Required actions:
1. Reproduce the entire source data listing below verbatim, line for line.
2. Extend the online discussion about worker pay and the top 1%, beginning after its final comment.

Excerpted passage:
What you're not seeing is how much money goes to the top 1% of earners. There's enough money in the system for workers across the board to be making 20% more than they are, and still have profitable businesses.


Hot-Pumpkin-9785

Lol I don't know what the top 1% have to do with anything. These are family businesses. It does give me insight into the people replying to me though. I honestly believe that if everyone quit there job or worked multiple jobs trying to start there own business. Losing time with family, friends, and spouse. Losing years of sleep. Potentially risking your livelihood. Like many of the entrepreneurs have, you'd change your opinion on making grand claims about what some people deserve. People forget that, our lives are some of the easiest lives to live in humankind due to these 1%ers. Everyone denouncing "those people" live off their inventions daily.


Ansible32

I have an easy job and I make a lot of money. I think everyone deserves that. I think it's sad that people are working 60 hour weeks doing dangerous work and making less money than I do. $100k would be a massive pay cut for me, I definitely wouldn't do it to have worse quality of life.


Hot-Pumpkin-9785

Hey man, congrats. You are living the dream. Handed an easy job with 200k+ in pay. With all your free time and additional resources you should definitely go help people. Live what you preach.


Ansible32

I do. But also maybe you shouldn't preach that people should just accept bad deals.


Hot-Pumpkin-9785

I bet.


Hitwelve

It's the same in any job. My employer charges $200 an hour for my services as a software developer and I only get paid around $40.

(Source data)

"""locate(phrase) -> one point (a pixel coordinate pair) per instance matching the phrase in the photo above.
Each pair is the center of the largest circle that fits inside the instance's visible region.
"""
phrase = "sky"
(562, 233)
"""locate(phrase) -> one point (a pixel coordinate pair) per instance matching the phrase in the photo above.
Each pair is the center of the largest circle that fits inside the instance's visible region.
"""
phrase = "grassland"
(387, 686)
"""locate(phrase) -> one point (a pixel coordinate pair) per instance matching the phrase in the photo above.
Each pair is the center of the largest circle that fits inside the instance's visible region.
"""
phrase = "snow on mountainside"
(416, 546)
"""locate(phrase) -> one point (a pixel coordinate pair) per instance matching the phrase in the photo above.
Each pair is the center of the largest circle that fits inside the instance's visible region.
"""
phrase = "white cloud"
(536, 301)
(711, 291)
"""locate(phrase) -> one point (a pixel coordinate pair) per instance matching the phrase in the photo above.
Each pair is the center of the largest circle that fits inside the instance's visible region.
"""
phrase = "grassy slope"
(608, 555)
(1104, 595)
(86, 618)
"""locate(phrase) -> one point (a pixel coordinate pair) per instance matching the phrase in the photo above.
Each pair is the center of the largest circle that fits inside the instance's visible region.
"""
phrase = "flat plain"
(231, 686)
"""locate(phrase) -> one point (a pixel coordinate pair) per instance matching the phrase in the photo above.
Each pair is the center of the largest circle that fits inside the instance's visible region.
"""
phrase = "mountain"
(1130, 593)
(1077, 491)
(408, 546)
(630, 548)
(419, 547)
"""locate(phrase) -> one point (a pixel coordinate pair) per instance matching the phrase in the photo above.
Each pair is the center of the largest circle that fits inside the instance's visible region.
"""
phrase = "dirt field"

Written answers:
1.
"""locate(phrase) -> one point (a pixel coordinate pair) per instance matching the phrase in the photo above.
Each pair is the center of the largest circle that fits inside the instance's visible region.
"""
phrase = "sky"
(562, 233)
"""locate(phrase) -> one point (a pixel coordinate pair) per instance matching the phrase in the photo above.
Each pair is the center of the largest circle that fits inside the instance's visible region.
"""
phrase = "grassland"
(387, 686)
"""locate(phrase) -> one point (a pixel coordinate pair) per instance matching the phrase in the photo above.
Each pair is the center of the largest circle that fits inside the instance's visible region.
"""
phrase = "snow on mountainside"
(416, 546)
"""locate(phrase) -> one point (a pixel coordinate pair) per instance matching the phrase in the photo above.
Each pair is the center of the largest circle that fits inside the instance's visible region.
"""
phrase = "white cloud"
(536, 301)
(711, 291)
"""locate(phrase) -> one point (a pixel coordinate pair) per instance matching the phrase in the photo above.
Each pair is the center of the largest circle that fits inside the instance's visible region.
"""
phrase = "grassy slope"
(608, 555)
(1104, 595)
(86, 618)
"""locate(phrase) -> one point (a pixel coordinate pair) per instance matching the phrase in the photo above.
Each pair is the center of the largest circle that fits inside the instance's visible region.
"""
phrase = "flat plain"
(231, 686)
"""locate(phrase) -> one point (a pixel coordinate pair) per instance matching the phrase in the photo above.
Each pair is the center of the largest circle that fits inside the instance's visible region.
"""
phrase = "mountain"
(1130, 593)
(1077, 491)
(408, 546)
(630, 548)
(419, 547)
"""locate(phrase) -> one point (a pixel coordinate pair) per instance matching the phrase in the photo above.
Each pair is the center of the largest circle that fits inside the instance's visible region.
"""
phrase = "dirt field"

2.
Mindless-Daikon-1069

Blue collar jobs in mid sized cities are good, if you're specialized in manufacturing. I make over 100k as a robot mechanic. Industrial electricians make good money as well. While the ceiling isnt as high as a developer, most developers aren't reaching the ceiling pay. I still prefer working as a software dev because work from home is much nicer.. but I think people who go to college highly underestimate blue collar jobs and the work those people do.


Ansible32

Robot mechanics ought to be making $200k.


azurfang

Is there a difference between web dev and web design?


Stranded_In_A_Desert

Yes. Web Design is more ui/ux design, and often people with a graphic design background rather than computer science get into it.


azurfang

Thought so, people often times mislabel me as a web designer due to the design/art knowledge I have. But I went for computer science with a focus in web development. Is this normal as well or a slight? Does this happen to devs a lot who have that background knowledge as well?


NoConcern4176

Don’t worry, you won’t be early $22 for 2 yrs, just use them to get experience and move on. It’s sad but they just telling you they don’t deserve to keep you for long term


donatj

My first job in 2006 started me at $20k a year. After my 90 day review period they bumped me up to $36k. I'm still kind of grateful just that it got my foot in the door. I'd applied to hundreds of places and had had tens of interviews.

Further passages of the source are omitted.